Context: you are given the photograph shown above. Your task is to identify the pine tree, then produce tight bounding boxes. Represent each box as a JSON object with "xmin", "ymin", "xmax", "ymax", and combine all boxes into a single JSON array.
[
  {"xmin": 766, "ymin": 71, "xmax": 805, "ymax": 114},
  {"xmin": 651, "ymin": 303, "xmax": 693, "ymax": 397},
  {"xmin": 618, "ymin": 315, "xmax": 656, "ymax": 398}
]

::::

* Task to complete *
Line by line, retype all the entries exactly as they are shown.

* Exercise answer *
Context: you are given the photograph shown above. Your task is to identify the pine tree, then produce tight bounding boxes. Represent each box as a JSON object with "xmin", "ymin", "xmax", "ymax", and combine all boxes into a single JSON array.
[
  {"xmin": 766, "ymin": 71, "xmax": 805, "ymax": 114},
  {"xmin": 651, "ymin": 303, "xmax": 693, "ymax": 397},
  {"xmin": 618, "ymin": 315, "xmax": 656, "ymax": 398}
]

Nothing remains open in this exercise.